* **Instructions to follow**: Turn every line of the items below into a JSON list of strings, one string per line, with blank lines dropped. Leave the pictures out.

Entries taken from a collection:
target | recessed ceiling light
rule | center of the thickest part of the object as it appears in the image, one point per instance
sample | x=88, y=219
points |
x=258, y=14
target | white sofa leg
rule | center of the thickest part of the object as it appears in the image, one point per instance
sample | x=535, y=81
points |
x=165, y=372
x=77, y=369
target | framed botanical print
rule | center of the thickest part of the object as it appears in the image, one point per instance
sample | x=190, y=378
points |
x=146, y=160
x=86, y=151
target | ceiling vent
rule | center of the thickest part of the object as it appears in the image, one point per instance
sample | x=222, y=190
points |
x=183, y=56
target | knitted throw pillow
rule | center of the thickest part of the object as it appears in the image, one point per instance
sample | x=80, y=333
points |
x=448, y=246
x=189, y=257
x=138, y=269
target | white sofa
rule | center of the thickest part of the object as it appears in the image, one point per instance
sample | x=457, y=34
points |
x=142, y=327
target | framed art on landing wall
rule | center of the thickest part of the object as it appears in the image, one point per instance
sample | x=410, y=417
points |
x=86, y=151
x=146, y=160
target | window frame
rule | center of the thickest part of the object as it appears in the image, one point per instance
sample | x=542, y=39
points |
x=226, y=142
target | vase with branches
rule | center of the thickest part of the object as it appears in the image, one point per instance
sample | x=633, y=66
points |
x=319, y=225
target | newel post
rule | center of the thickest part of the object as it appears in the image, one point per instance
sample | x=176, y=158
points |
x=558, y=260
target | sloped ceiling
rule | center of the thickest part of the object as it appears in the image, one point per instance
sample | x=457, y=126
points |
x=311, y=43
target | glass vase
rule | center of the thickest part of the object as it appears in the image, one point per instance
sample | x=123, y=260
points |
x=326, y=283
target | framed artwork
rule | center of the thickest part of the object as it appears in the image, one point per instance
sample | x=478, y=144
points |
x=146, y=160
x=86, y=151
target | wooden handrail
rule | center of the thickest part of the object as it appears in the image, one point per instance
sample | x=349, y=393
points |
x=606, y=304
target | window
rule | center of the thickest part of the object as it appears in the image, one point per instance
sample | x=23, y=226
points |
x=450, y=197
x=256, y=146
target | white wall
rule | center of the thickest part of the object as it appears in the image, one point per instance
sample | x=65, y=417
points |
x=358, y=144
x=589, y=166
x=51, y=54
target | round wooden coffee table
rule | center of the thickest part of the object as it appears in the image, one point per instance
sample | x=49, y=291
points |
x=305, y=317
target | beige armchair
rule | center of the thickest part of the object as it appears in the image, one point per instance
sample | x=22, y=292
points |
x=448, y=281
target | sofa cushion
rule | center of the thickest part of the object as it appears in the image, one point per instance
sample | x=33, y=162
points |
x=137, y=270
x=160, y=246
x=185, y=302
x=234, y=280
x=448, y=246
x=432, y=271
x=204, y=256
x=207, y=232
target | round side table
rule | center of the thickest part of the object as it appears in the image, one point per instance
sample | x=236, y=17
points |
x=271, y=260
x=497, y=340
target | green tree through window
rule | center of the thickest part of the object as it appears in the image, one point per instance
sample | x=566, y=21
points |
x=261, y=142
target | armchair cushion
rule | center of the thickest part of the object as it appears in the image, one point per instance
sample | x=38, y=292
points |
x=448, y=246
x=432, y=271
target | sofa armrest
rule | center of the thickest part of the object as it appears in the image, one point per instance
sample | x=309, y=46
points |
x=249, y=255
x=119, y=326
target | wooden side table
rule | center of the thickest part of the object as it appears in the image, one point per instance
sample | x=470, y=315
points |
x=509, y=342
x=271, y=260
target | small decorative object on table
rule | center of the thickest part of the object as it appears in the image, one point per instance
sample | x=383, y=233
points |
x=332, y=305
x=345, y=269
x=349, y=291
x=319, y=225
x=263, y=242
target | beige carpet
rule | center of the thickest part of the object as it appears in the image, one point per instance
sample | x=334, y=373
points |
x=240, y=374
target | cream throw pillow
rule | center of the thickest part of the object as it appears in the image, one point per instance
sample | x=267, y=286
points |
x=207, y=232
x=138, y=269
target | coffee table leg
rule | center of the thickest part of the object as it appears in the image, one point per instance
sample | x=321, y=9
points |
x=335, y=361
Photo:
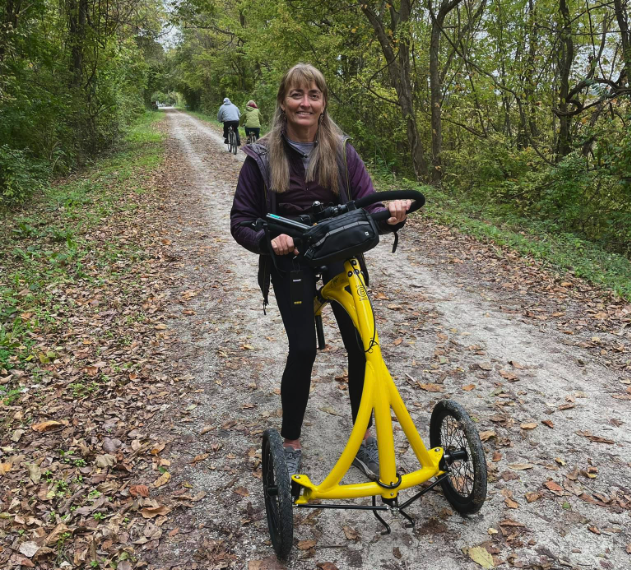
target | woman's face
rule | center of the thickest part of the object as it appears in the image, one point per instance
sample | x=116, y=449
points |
x=303, y=106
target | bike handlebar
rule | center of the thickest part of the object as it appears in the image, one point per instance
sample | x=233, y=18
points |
x=296, y=229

* **Result below**:
[
  "target | recessed ceiling light",
  "rule | center of the thickest part of the object as it appears in the image, one point per instance",
  "sample | x=88, y=219",
  "points |",
  "x=258, y=14",
  "target | white sofa leg",
  "rule | center of the thickest part of the object as it appears in the image, one point per instance",
  "sample | x=535, y=81",
  "points |",
  "x=165, y=372",
  "x=77, y=369",
  "target | framed botanical print",
  "rule | center of the thickest part of the object as it appears in the image, one point per instance",
  "sample | x=190, y=378",
  "points |",
  "x=146, y=160",
  "x=86, y=151",
  "target | ceiling vent",
  "rule | center of the thickest part of the object as it appears in the image, one point per instance",
  "sample | x=222, y=190",
  "points |",
  "x=183, y=56",
  "target | knitted throw pillow",
  "rule | center of the thickest part of the object as it appears in the image, one point per instance",
  "sample | x=80, y=333",
  "points |",
  "x=448, y=246",
  "x=189, y=257",
  "x=138, y=269",
  "target | white sofa",
  "rule | center of the thickest part of the object as it appears in the image, one point per instance",
  "sample | x=457, y=34",
  "points |",
  "x=142, y=327",
  "target | framed art on landing wall",
  "rule | center of the thickest part of the object as it appears in the image, one point per instance",
  "sample | x=410, y=417",
  "points |",
  "x=86, y=151",
  "x=146, y=160",
  "target | window frame",
  "rule | center of the thickest part of the object as it appears in the image, one point per instance",
  "sample | x=542, y=39",
  "points |",
  "x=226, y=142",
  "target | vase with branches",
  "rule | center of the thickest part of the object as it appears in the image, one point per instance",
  "sample | x=633, y=66",
  "points |",
  "x=319, y=225",
  "target | newel post",
  "rule | center of the thickest part of the object as it appears in the image, one point per instance",
  "sample | x=176, y=158",
  "points |",
  "x=558, y=260",
  "target | sloped ceiling",
  "rule | center of the thickest part of the object as it appears in the image, one point per instance",
  "sample | x=457, y=126",
  "points |",
  "x=311, y=43",
  "target | glass vase",
  "rule | center of the thickest part of the object as it appears in the image, one point per instance",
  "sample | x=123, y=260",
  "points |",
  "x=326, y=283",
  "target | framed artwork",
  "rule | center of the thickest part of the object as it appears in the image, one point per instance",
  "sample | x=478, y=144",
  "points |",
  "x=146, y=160",
  "x=86, y=151",
  "target | wooden handrail",
  "rule | center of the thickest part of the object as it appears in the image, one point per instance",
  "sample | x=349, y=393",
  "points |",
  "x=606, y=304",
  "target | window",
  "rule | center of the thickest part of the object as it appears in the image, one point per instance",
  "sample | x=23, y=226",
  "points |",
  "x=450, y=197",
  "x=256, y=146",
  "target | white wall",
  "rule | center of the thickest part of the object as it appears in the image, one point per instance",
  "sample | x=65, y=417",
  "points |",
  "x=358, y=144",
  "x=589, y=166",
  "x=51, y=54",
  "target | round wooden coffee table",
  "rule | center of the thickest part of the object as it appears in the image, one point per instance",
  "sample | x=49, y=291",
  "points |",
  "x=305, y=317",
  "target | beige armchair",
  "rule | center of the thickest part of the object as it appears in the image, one point per instance",
  "sample | x=22, y=292",
  "points |",
  "x=448, y=281",
  "target | sofa cushion",
  "rule | center of the thickest part of the object as it appears in the image, one point per instance",
  "sample | x=33, y=162",
  "points |",
  "x=137, y=270",
  "x=160, y=246",
  "x=185, y=302",
  "x=234, y=280",
  "x=448, y=246",
  "x=432, y=271",
  "x=204, y=256",
  "x=207, y=232",
  "target | round side table",
  "rule | center of the thickest part of the object as it appears in the image, one point per instance",
  "sample | x=236, y=17",
  "points |",
  "x=271, y=260",
  "x=497, y=340",
  "target | green tree through window",
  "rule | center of the thickest part of the object as it appears in the image, one point per instance",
  "sample | x=566, y=21",
  "points |",
  "x=261, y=142",
  "target | armchair cushion",
  "rule | center of the thickest part of the object as it appears in the image, one point per instance",
  "sample | x=38, y=292",
  "points |",
  "x=448, y=246",
  "x=432, y=271",
  "target | sofa armrest",
  "rule | center of the thickest part of the object as it appears in the image, one point per instance",
  "sample | x=309, y=46",
  "points |",
  "x=249, y=255",
  "x=119, y=326",
  "target | wooden side table",
  "rule | center of the thickest part of the object as it appears in the image, one point per instance",
  "sample | x=470, y=315",
  "points |",
  "x=509, y=342",
  "x=271, y=260",
  "target | small decorative object on table",
  "rule | center of the thickest part of the object as it appears in the image, one point per instance",
  "sample | x=383, y=233",
  "points |",
  "x=332, y=305",
  "x=345, y=269",
  "x=349, y=291",
  "x=319, y=225",
  "x=263, y=242",
  "target | beige carpet",
  "rule | center of the thickest part of the object as it appears in the image, one point per instance",
  "sample | x=334, y=373",
  "points |",
  "x=240, y=374",
  "target | cream throw pillow",
  "rule | center of the thickest part of the object as it appears in the image, one point per instance",
  "sample | x=267, y=286",
  "points |",
  "x=207, y=232",
  "x=138, y=269",
  "target | coffee table leg",
  "rule | center of the thickest part of the object as it appears in the image, one point per instance",
  "sample | x=321, y=9",
  "points |",
  "x=335, y=361",
  "Photo:",
  "target | woman's face",
  "rule | center of the thickest part of the object as it appears in the image, one point per instance",
  "sample | x=116, y=449",
  "points |",
  "x=303, y=106",
  "target | bike handlebar",
  "rule | center of the thickest part of the object as it appears in the image, one point per instance",
  "sample | x=233, y=18",
  "points |",
  "x=296, y=229"
]